*Things to do*:
A. Duplicate the stretch of the passage about the trust's trustees from "No person shall" through "21 years age.".
B. In one to three sentences, explain how V.Rajan came to hold office as a Founder Trustee in 1994, as the passage about the trust's trustees tells it.
C. Resume the passage about the trust's trustees after its last sentence.

*Extract to read*:

------------------------------------------------

No person shall be elected or hold office as Trustee unless

(i) he is a Hindu

(ii) he resides in the Madras Presidency and

(iii) he is not less than 21 years age.

No person other than a Founder Trustee shall be elected or hold office as Trustee unless in addition,

(1) he has paid in the next previous year, by himself or as the Managing Member of a Joint Hindu family, tax or taxes to Government or any Municipality aggregating under all heads to an amount not less than Rs.250/- or

(2) he is a Graduate of any Indian University or University of England or Scotland recognised by Government and has paid in the next previous year by himself or as Managing Member of a Joint Hindu family tax or taxes to Government or to any Municipality aggregating under all heads to an amount of not less than Rs.125/- or

(3) he has made a gift of not less than Rs.5,000 or of property of value of not less than Rs.5,000 to the Charities either as addition to the Trust properties or earmarked for one or more of the objects herein before mentioned, or

(4) he is a retired gazetted officer of the Government."

8. In this context, it is to be further noted that, among the four Founder Trustees, one Narayanaswamy Naidu was also the Founder Trustee and he had been there in that capacity till his death, i.e., 1938, as he died leaving behind his two sons, one G.N.Venkatapathy and one V.Rajan. After the demise of the said Narayanaswamy Naidu in 1938, the said G.N.Venkatapathy held the office of the Founder Trustee for Mr.Narayanaswamy Naidu branch till 1994, where the said Venkatapathy also died. After the demise of Venkatapathy, his brother V.Rajan, who is the second son of late Narayanaswamy Naidu had been inducted as one of the Founder Trustee representing Narayanaswamy Naidu branch and since 1994, he held the office as one of the Founder Trustee. In fact he had been acting as a Managing Trustee of the first defendant Trust between 2000 and 2005. The said V.Rajan was having a son called Naren and the late G.N.Venkatapathy is having a son called V.Prakash @ G.N.V.Prakash, who is the plaintiff.

------------------------------------------------

*Given material*:
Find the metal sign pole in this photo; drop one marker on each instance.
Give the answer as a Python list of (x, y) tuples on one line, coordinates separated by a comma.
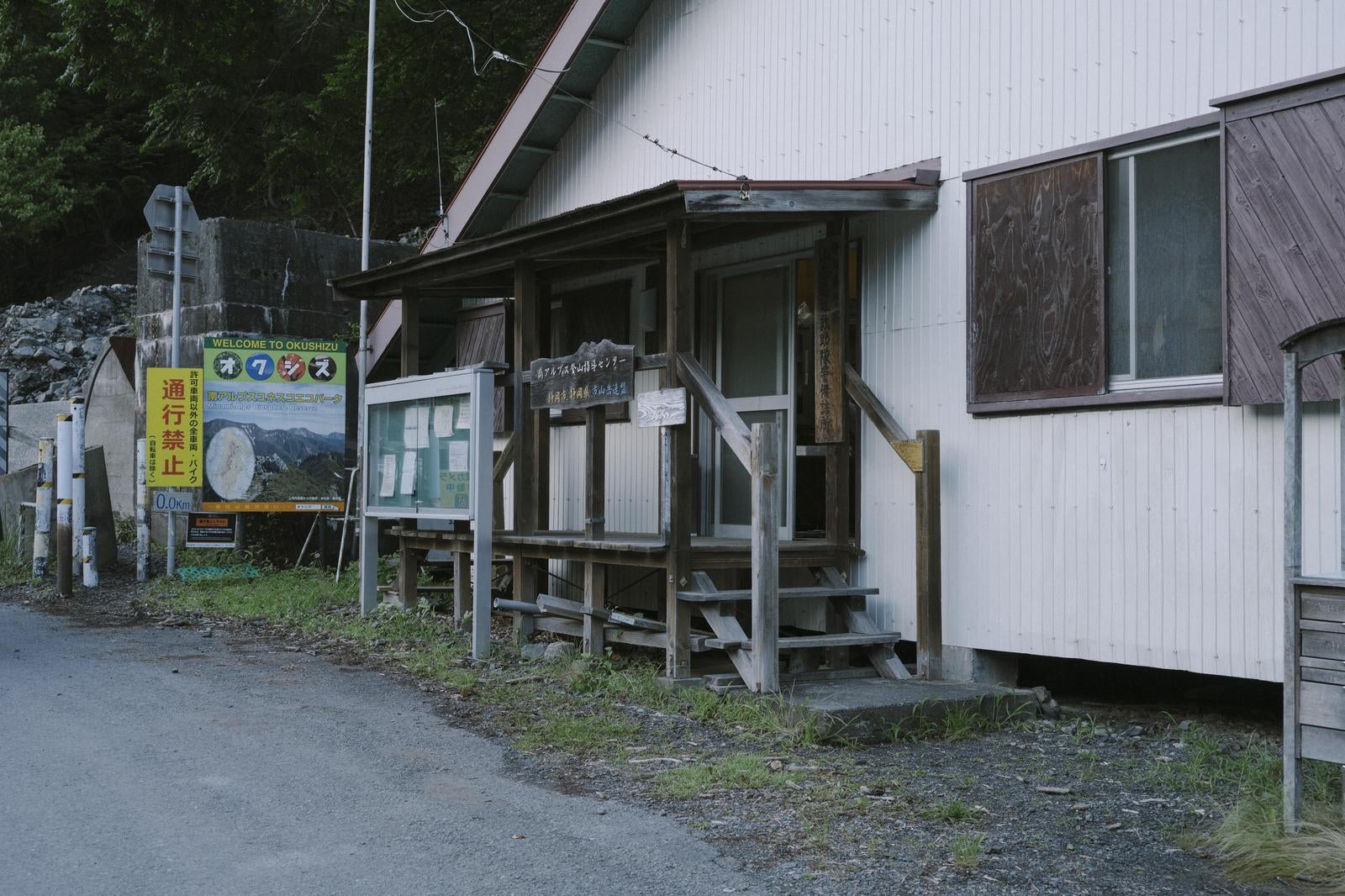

------------------------------------------------

*Solved tasks*:
A.
No person shall be elected or hold office as Trustee unless

(i) he is a Hindu

(ii) he resides in the Madras Presidency and

(iii) he is not less than 21 years age.

B. G.N.Venkatapathy had held the office of Founder Trustee for the Narayanaswamy Naidu branch since his father's death in 1938, and he died in 1994. After his death, his brother V.Rajan, the second son of Narayanaswamy Naidu, was inducted as a Founder Trustee representing that branch.

C.
9. Since V.Rajan was holding the post of Founder Trustee till 2015, during his life time, he nominated or he paved the pay to his son Naren to become the Founder Trustee in place of V.Rajan, accordingly in the year 2015, the son of V.Rajan, i.e., Naren Rajan has become one of the Founder Trustee and unfortunately, he died in a short span, i.e., on 21.05.2015. Due to the death of the son Naren of Mr.Rajan, again Rajan had taken the Founder Trustee. During these period, there had been some litigations, as suit in O.S.No.631 of 2012 had been filed, where the issue was whether the plaintiff or the said Naren can take the mantle of Founder Trusteeship of the Narayanaswamy Naidu branch and finally the said suit came to be disposed of by Judgment and Decree, dated 16.04.2013, holding that, the said Rajan had no right to nominate his successor, i.e., Naren as Trustee. Thereafter on 18.04.2013, the first defendant Trust Board had elected the plaintiff as the Founder Trustee by a Resolution. Thereafter it seems that, A.S.No.178 of 2013 was filed against the Judgment and Decree made in O.S.No.631 of 2012. Thereafter on 21.05.2015, the said Naren Rajan himself passed away as stated supra. The plaintiff in June 2015, i.e., on 02.06.2015 and 03.06.2015 made email communications / requests to the Trust Board expressing his willingness to act as a Founder Trustee on behalf of the Narayanaswamy Naidu branch and he called upon the defendants 1 to 5 to recognise the plaintiff as the Founder Trustee.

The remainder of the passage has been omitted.